Tek-Tips is the largest IT community on the Internet today!

Members share and learn making Tek-Tips Forums the best source of peer-reviewed technical information on the Internet!

  • Congratulations SkipVought on being selected by the Tek-Tips community for having the most helpful posts in the forums last week. Way to Go!

Calculating Percentile Values

Status
Not open for further replies.

sirskeezy

Technical User
May 23, 2012
14
0
0
CA
Hi,

I've been searching up how to calculate percentile values all day and I still do not seem to be able to get the values that I want. Can someone please help me?

Heres the overview of my situation:

I have a table called Raw Data and it holds fields including 'operating costs' and 'property size'

The percentile value that I want is the 95th and 5th percentile value of 'operating costs/property size'

First step I did was to create a query called 'STEP 1:FACTOR VARIABLES' that calculates 'operating costs/property size'

Second step I made another query that would use my query 'STEP 1:FACTOR VARIABLES' and tried calculating my 5th percentile with the sql code
SELECT Max([Operating Costs/Property Size]) AS [5th percentile Operating Costs/Property]
FROM (SELECT TOP 95 PERCENT [Operating Costs/Property Size] FROM [STEP 1: FACTOR VARIABLES])

★ ★ ★ ★ ★ ★ ★

Task 1:
Rescale the listing from the line containing "For each instance of the dirt" through the end of the listing, writing every line again, requests included. Multiply each x and y coordinate by 0.4 and round to the nearest whole number, with halves rounded up.
The forum thread and the listing come from unrelated sources.

Data for processing:
★ ★ ★ ★ ★ ★ ★

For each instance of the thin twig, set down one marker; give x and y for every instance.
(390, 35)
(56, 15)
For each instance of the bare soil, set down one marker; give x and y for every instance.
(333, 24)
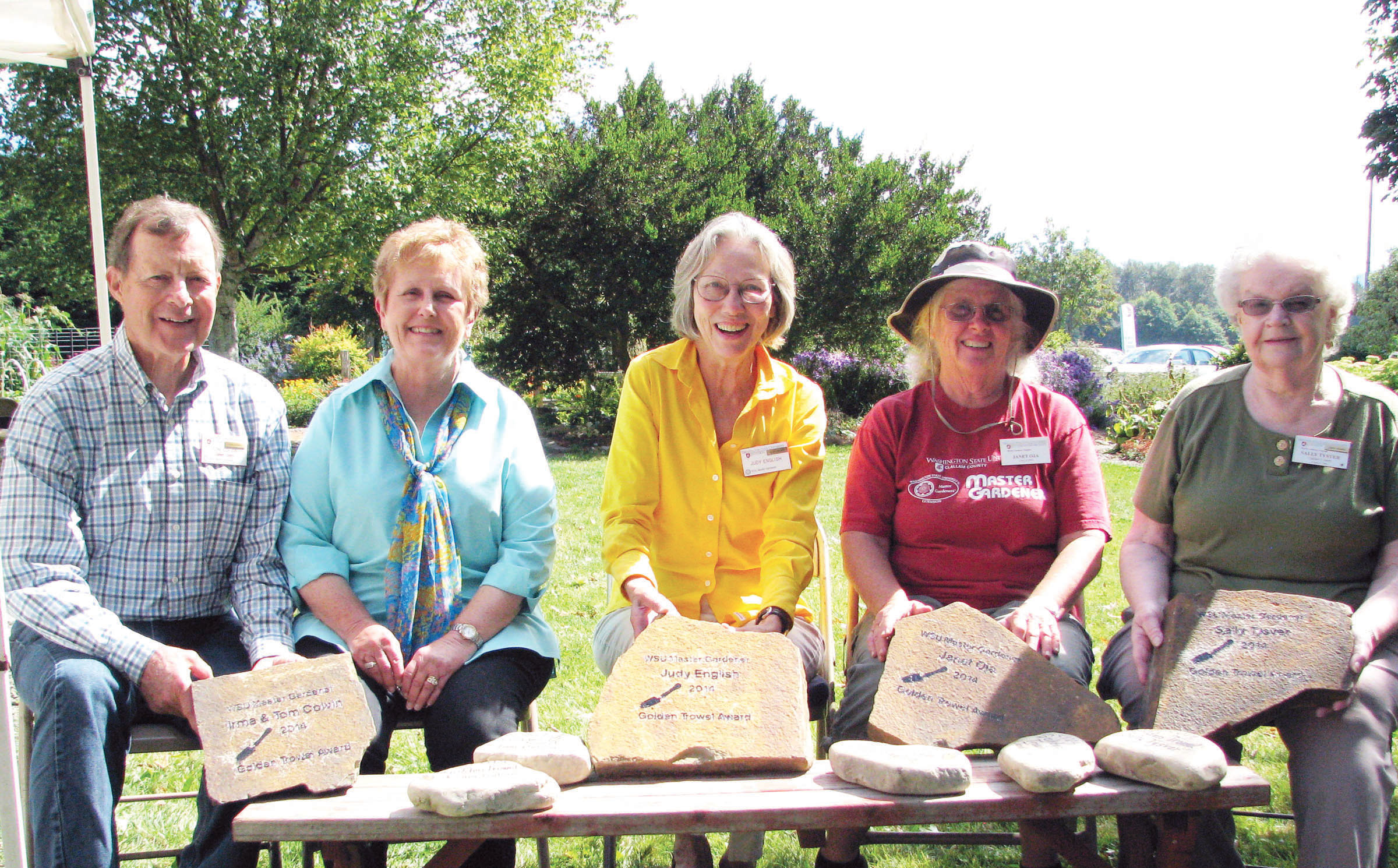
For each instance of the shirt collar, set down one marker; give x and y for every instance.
(467, 376)
(683, 357)
(129, 369)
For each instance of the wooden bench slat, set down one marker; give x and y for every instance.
(376, 807)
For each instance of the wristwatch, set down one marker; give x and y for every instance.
(785, 617)
(470, 634)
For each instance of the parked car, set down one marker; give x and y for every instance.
(1158, 358)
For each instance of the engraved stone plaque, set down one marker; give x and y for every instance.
(956, 678)
(700, 698)
(1229, 657)
(294, 725)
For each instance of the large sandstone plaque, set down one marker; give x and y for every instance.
(295, 725)
(956, 678)
(698, 698)
(1229, 657)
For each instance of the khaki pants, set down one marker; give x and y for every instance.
(1341, 765)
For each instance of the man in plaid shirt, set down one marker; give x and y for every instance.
(140, 501)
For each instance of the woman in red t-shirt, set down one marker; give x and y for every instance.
(970, 487)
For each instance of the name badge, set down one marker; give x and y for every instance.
(1024, 450)
(227, 449)
(765, 459)
(1322, 452)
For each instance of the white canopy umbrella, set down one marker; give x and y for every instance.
(61, 33)
(54, 33)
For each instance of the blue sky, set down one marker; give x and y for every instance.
(1152, 130)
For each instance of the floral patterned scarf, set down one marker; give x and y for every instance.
(423, 579)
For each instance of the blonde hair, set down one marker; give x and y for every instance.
(444, 242)
(922, 361)
(737, 227)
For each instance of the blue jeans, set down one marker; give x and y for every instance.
(83, 715)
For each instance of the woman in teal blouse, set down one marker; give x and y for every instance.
(420, 529)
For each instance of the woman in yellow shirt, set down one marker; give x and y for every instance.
(715, 466)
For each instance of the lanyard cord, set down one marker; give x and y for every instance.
(1015, 428)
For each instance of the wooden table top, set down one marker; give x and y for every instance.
(378, 807)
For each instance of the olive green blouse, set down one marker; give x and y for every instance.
(1248, 517)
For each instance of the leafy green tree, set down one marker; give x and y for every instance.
(585, 256)
(1157, 322)
(1381, 128)
(1375, 322)
(1082, 278)
(306, 129)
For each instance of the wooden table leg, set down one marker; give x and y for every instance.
(453, 853)
(1178, 834)
(1136, 842)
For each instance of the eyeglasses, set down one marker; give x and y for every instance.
(965, 312)
(715, 290)
(1262, 306)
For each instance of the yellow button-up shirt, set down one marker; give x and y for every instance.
(677, 508)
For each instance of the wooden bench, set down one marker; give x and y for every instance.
(378, 809)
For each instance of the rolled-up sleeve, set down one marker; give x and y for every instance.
(529, 510)
(788, 551)
(257, 575)
(631, 488)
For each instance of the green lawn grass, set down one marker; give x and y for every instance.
(572, 604)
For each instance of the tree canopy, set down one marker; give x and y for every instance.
(585, 256)
(306, 129)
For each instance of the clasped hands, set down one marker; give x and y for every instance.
(378, 653)
(648, 604)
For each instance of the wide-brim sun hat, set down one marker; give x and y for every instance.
(989, 263)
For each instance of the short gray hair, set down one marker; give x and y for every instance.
(163, 217)
(737, 227)
(922, 361)
(1336, 294)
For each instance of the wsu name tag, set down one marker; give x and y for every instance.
(1024, 450)
(227, 449)
(765, 459)
(1323, 452)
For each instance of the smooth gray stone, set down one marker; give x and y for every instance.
(901, 769)
(558, 755)
(1050, 762)
(494, 788)
(1166, 758)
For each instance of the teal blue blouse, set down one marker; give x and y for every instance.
(347, 482)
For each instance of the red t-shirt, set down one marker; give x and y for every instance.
(962, 526)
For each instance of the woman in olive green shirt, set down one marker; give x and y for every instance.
(1227, 501)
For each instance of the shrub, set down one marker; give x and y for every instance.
(1374, 368)
(302, 399)
(262, 336)
(316, 355)
(1235, 357)
(852, 385)
(586, 408)
(1138, 403)
(1077, 375)
(26, 352)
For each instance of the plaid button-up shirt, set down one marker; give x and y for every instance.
(114, 506)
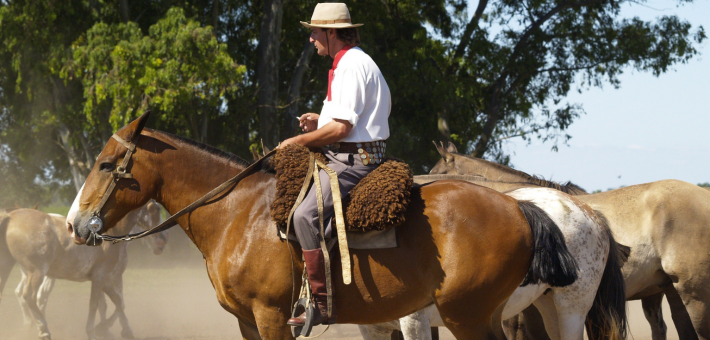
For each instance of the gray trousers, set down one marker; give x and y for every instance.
(350, 171)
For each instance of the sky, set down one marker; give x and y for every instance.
(651, 128)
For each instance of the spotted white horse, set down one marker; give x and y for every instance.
(599, 289)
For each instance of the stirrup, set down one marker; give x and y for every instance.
(309, 308)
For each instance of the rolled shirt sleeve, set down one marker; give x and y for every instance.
(347, 96)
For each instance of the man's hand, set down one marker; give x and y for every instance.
(289, 141)
(309, 121)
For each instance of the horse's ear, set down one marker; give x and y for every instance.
(255, 154)
(136, 126)
(440, 148)
(264, 149)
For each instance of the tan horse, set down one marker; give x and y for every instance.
(464, 247)
(666, 224)
(45, 252)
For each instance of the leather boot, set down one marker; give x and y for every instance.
(315, 268)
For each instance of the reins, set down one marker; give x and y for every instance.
(122, 172)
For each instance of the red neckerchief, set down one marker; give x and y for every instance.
(331, 73)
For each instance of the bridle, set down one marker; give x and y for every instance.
(96, 222)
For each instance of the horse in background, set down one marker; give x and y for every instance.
(666, 223)
(40, 244)
(596, 298)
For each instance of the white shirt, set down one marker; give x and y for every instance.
(360, 95)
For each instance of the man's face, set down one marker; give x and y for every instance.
(318, 38)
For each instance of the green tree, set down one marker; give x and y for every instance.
(179, 70)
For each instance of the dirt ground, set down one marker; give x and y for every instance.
(170, 297)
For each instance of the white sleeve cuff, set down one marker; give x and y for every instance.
(337, 111)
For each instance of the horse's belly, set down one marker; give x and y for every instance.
(643, 270)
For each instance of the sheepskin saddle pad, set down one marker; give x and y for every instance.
(378, 203)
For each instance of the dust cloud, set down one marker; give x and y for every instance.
(170, 297)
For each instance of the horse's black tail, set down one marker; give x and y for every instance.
(607, 318)
(552, 262)
(6, 259)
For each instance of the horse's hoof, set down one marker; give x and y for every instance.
(127, 334)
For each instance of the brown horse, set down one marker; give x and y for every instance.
(666, 224)
(464, 247)
(44, 251)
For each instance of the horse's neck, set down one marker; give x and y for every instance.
(188, 173)
(125, 225)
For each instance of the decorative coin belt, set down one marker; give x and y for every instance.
(369, 152)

★ ★ ★ ★ ★ ★ ★

Task 2:
In the percentile forum thread, which percentile values of 'operating costs/property size' does the poster want?

Complete response 1:
For each instance of the dirt ground, set down one marker; give x and y for every instance.
(68, 119)
For each instance of the white sleeve cuff, set down one marker; give x and y for every instance.
(135, 44)
For each instance of the horse's belly, set down one marker; give x and y for every instance.
(257, 108)
For each instance of the sheepskin saddle pad, set down one marker; give x and y for every instance.
(151, 81)
For each instance of the dust cloud, set down one marker; give x and y for every instance.
(68, 119)
For each instance of the horse's black tail, set down one marker; give x and y for every instance.
(243, 127)
(221, 105)
(2, 104)
For each instance of the horse's hoof, set down one marker; give x and y for every instance.
(51, 134)
For each instance of the brown horse, set down one marker; give x and y for every instance.
(266, 90)
(186, 99)
(18, 100)
For each instance of the horse's neck, set down one marker; give x and y for every instance.
(75, 69)
(50, 90)
For each instance of the decorative coin belt, set down one marker; give x and y for every instance.
(148, 61)

Complete response 2:
The 95th and 5th percentile values.